● **WORK TO BE COMPLETED**
Starting with the line that contains "Could you please indicate the musician's hand", copy out each line through the end of the entries below, exactly as written, and nothing else.

(Point localization data)
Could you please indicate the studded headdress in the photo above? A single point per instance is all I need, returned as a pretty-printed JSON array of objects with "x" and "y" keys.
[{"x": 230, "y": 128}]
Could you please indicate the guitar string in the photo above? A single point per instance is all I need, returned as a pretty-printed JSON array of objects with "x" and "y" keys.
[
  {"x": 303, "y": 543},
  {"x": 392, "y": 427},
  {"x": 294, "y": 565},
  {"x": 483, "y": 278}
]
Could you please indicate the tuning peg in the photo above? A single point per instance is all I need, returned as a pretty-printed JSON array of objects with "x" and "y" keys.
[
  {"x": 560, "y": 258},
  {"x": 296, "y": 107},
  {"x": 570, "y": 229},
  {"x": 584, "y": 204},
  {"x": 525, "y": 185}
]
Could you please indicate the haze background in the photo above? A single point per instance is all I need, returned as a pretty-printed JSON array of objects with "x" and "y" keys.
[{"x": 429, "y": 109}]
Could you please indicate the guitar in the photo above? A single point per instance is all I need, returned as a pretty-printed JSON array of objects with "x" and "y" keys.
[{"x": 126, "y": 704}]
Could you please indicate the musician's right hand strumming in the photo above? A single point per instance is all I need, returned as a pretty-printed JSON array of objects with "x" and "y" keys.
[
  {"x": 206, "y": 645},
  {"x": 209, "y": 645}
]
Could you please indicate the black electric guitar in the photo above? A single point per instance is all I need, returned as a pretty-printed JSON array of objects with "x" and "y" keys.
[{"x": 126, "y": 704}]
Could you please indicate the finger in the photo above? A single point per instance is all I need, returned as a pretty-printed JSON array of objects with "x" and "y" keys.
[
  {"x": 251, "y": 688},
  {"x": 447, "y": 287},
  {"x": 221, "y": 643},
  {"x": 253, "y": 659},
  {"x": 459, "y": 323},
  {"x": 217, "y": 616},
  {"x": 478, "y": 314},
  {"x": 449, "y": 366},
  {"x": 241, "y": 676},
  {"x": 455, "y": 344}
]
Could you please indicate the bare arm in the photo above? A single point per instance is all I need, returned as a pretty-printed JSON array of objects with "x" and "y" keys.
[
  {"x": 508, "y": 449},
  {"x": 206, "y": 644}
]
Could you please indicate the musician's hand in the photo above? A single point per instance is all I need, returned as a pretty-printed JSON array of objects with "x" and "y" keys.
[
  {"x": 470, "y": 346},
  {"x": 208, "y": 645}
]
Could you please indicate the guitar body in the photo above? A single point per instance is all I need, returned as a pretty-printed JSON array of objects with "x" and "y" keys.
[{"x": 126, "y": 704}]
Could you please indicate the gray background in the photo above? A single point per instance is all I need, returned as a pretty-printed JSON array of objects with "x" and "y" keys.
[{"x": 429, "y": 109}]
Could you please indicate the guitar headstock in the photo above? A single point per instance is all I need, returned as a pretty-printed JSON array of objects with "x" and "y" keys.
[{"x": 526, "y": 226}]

● **TASK RESULT**
Could you please indicate the musician's hand in the photo above? A single point per instance is all I need, returned as a pretty-printed JSON array of objects with "x" and "y" keys.
[
  {"x": 470, "y": 346},
  {"x": 208, "y": 645}
]
Could you please indicate the guitar body in the photo above? A single point per instance is all I need, returned as a pretty-printed JSON array of objects with "x" and "y" keys.
[{"x": 126, "y": 704}]
Could you please indicate the gray background in the photo above? A single point per instance is all I need, returned as a pretty-printed JSON array of objects with "x" and "y" keys.
[{"x": 429, "y": 109}]
Could you please indicate the guitar headstock in the photo above? A single point per instance is all I need, returned as a pretty-printed JSON array of objects with "x" and "y" keys.
[{"x": 526, "y": 226}]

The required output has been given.